Work instructions: Give an exact transcription of every line, dropping the images.

↓

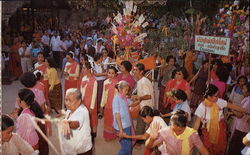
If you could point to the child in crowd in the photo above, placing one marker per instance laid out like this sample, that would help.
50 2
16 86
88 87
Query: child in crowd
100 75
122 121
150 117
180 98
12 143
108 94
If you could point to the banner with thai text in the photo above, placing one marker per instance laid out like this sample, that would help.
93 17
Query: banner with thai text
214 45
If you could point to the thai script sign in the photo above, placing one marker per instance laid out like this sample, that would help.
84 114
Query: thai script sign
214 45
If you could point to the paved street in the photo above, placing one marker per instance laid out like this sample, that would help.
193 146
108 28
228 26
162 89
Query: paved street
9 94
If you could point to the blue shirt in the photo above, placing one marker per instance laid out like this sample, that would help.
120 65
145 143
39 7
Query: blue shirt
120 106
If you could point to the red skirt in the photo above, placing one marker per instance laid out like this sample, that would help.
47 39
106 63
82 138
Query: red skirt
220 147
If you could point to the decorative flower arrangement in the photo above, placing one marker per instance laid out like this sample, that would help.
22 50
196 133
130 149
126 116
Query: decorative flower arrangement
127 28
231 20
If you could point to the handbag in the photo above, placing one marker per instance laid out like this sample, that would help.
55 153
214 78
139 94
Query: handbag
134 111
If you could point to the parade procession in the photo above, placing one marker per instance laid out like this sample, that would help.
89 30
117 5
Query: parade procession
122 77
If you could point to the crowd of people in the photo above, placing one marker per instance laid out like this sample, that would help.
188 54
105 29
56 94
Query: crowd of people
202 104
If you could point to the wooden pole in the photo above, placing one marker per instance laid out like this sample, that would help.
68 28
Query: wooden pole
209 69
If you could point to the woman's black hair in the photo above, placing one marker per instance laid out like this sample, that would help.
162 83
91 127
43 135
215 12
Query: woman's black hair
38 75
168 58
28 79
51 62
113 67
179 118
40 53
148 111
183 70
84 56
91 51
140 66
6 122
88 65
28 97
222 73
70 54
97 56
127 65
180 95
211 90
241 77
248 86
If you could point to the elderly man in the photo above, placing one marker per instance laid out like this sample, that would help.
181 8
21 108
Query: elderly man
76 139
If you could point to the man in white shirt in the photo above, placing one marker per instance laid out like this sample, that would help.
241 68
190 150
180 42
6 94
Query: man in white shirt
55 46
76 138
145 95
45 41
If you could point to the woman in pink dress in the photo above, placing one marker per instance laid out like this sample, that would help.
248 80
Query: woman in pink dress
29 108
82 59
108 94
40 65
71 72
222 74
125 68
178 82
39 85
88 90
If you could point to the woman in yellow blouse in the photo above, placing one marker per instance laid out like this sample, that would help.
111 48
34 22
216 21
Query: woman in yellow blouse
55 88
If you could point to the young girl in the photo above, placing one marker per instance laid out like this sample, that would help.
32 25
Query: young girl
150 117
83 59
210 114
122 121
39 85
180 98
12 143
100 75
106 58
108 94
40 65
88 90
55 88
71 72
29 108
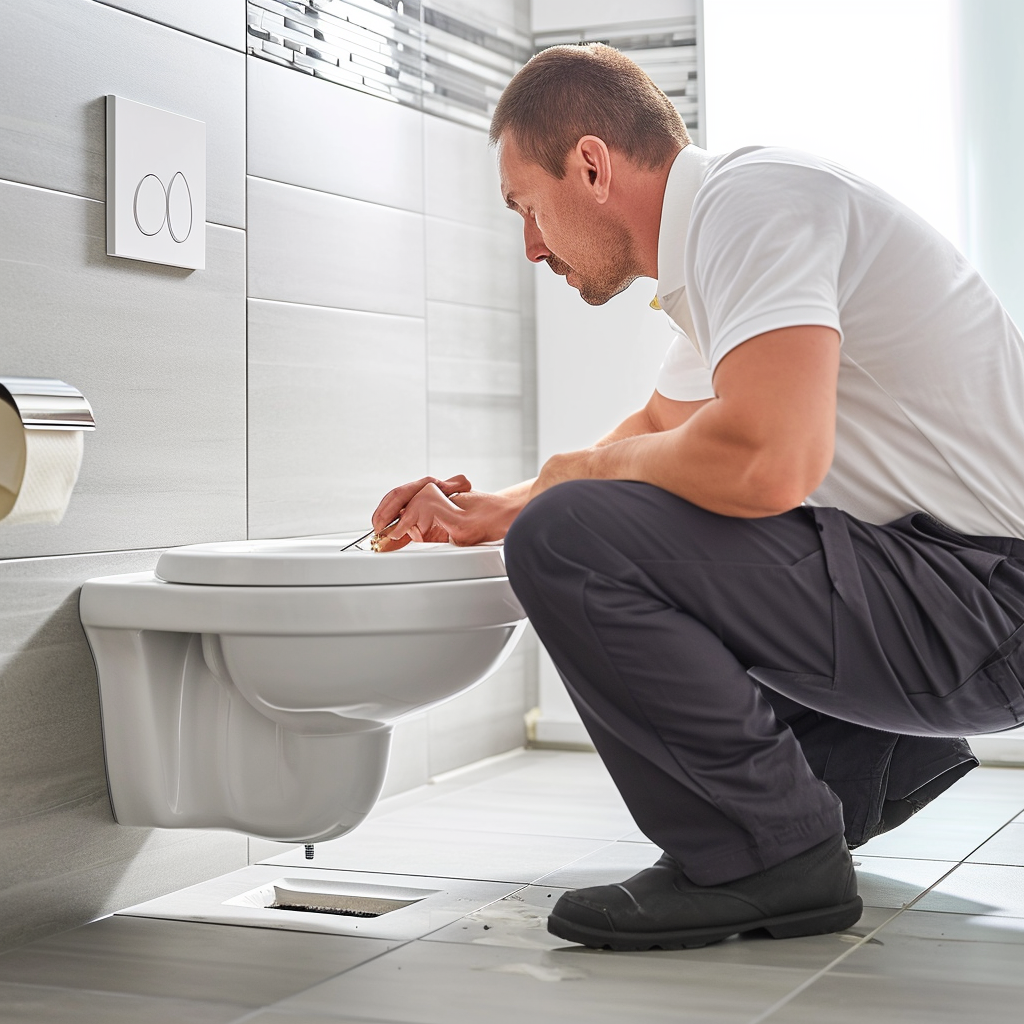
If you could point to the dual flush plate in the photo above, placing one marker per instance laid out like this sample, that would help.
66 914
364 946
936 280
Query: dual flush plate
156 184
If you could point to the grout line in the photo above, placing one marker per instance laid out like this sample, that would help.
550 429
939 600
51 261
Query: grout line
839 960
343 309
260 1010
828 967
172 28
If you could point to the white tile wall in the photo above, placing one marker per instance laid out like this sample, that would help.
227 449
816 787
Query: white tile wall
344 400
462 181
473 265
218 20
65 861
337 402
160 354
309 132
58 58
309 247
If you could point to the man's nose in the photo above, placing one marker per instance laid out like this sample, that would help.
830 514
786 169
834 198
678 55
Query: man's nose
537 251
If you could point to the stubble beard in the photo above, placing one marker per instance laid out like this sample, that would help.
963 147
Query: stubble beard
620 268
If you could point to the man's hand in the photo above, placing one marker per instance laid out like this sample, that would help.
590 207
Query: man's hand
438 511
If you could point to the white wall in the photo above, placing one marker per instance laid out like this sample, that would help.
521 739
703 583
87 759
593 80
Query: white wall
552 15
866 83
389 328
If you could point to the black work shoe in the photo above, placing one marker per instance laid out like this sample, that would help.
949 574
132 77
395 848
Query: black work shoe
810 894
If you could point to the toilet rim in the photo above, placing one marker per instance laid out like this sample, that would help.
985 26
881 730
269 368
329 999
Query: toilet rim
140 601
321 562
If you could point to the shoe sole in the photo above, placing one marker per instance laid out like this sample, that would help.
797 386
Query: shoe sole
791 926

↑

Answer for this exercise:
If you could point to the child in crowd in the photo above, placing one marker per instance laid out like this sample, that would help.
50 2
16 86
88 87
Query: child in crowd
100 75
122 121
150 117
180 98
12 143
108 94
If you could point to the banner with thai text in the photo above, placing one marker per instance laid out like this sample, that would help.
93 17
Query: banner with thai text
214 45
If you could point to the thai script sign in the photo above, placing one marker per instance laid out like this sample, that would help.
84 114
Query: thai script sign
214 45
If you could point to the paved street in the photo above, placing one marker per instance laid out like this sample, that would help.
193 146
108 28
228 26
162 89
Query: paved street
9 94
If you could point to the blue shirt in the photo above, placing one marker per instance laid out like this sample, that would help.
120 65
145 143
39 7
Query: blue shirt
120 106
If you could point to the red skirt in the photo above, placing one marker per instance laid out like this sample, that would help.
47 39
106 63
82 138
Query: red skirt
220 147
If you could point to the decorative flower arrangement in the photo above, placing one marker per instance laid out like this sample, that would help.
22 50
196 133
130 149
126 116
Query: decorative flower arrangement
127 28
231 20
If you could point to the handbag in the photo above, placing one marker per instance laid out like this sample, that would help.
55 153
214 78
139 94
Query: handbag
134 111
If you could point to the parade procession in the photo above, placing one marker per instance laid out like this sample, that would help.
89 30
117 5
Query: parade procession
122 77
If you could point to the crowd of people in the photo above, placing one marker per instance laid out like this sample, that would help.
188 54
105 29
56 94
Query: crowd of people
202 104
If you could point to the wooden pole in the photo above, placing one marker per instance laid out like this sample, that would help.
68 28
Query: wooden pole
209 69
If you could point to the woman's black hair in the photo above, placing one marker per instance laid out like this sample, that would help.
162 83
91 127
43 135
215 12
Query: woman's black hair
38 75
168 58
28 79
51 62
113 67
179 118
40 53
148 111
183 70
84 56
91 51
140 66
6 122
88 65
28 97
222 73
70 54
97 56
127 65
180 95
211 90
241 77
248 86
If you could point to the elderly man in the photo above, placing one marker per instance laid out like this sample, that would help.
181 8
21 108
Query: elderly man
76 139
If you could point to the man in white shirt in the photo above, placing one marker per instance laid out like this sample, that would help.
241 68
190 150
180 42
6 94
Query: man in white shirt
55 46
76 138
145 95
45 41
If you could point to the woman in pink dress in the photo above, placing one marker per instance laid out like this sample, that would help.
248 80
Query: woman in pink dress
29 108
82 59
108 94
40 65
71 72
222 74
125 68
178 82
39 85
88 90
If you could point to the woman in yellow blouse in the photo above, placing one marker per instance laid out like this sample, that would help.
111 48
34 22
216 21
Query: woman in yellow blouse
55 88
If you could point to the young girl in the photo above, placing one marker per instance laid out like this sample, that would help.
32 25
Query: young girl
150 117
83 59
210 114
122 121
39 85
180 98
12 143
100 75
106 58
108 94
40 65
88 90
55 88
71 72
29 108
If you could point to the dual flush plate in the photo above, placing one marker per instance laid out like this sample, that would help.
66 914
364 946
936 280
Query: dual flush plate
156 184
If you could point to the grout line in the photo above, placing one marker per instance laid out like this sample, that would help.
550 429
939 600
51 261
Query: grout line
839 960
343 309
260 1010
828 967
172 28
If you could point to the white tile wall in the photo above, placing one marker per instance laid out like this sample, that would help.
227 449
816 787
Query: white tile wall
344 400
462 181
473 265
218 20
65 861
337 402
160 354
309 132
58 58
309 247
If you could point to the man's nose in the photo above, placing one marker per instance laid out like this sample, that would help.
830 514
786 169
834 198
678 55
Query: man's nose
537 251
If you could point to the stubble beard in the photo above, placing one marker per instance laid out like this sample, that would help.
963 147
Query: stubble beard
620 268
If you could point to the man's hand in the photo above, placing one marker per instance laid out like this sample, that would help.
590 207
Query: man's hand
438 511
If you could point to the white wall in the photo above, placing one marker per instance laid out like this sample, that would help.
521 739
703 583
87 759
593 80
Query: white wall
552 15
866 83
389 328
If you could point to the black work shoe in the photo above, placing one marker per instance laid out like this sample, that would help.
949 574
132 77
395 848
Query: black work shoe
810 894
If you could point to the toilet rim in the photo above, placing one marker per instance laid out like this sample, that would help.
985 26
881 730
269 368
329 999
Query: toilet rim
140 601
321 562
If you could point to the shoe sole in the photo above, placing one marker per instance laid out like this sample, that would help.
797 386
Query: shoe sole
791 926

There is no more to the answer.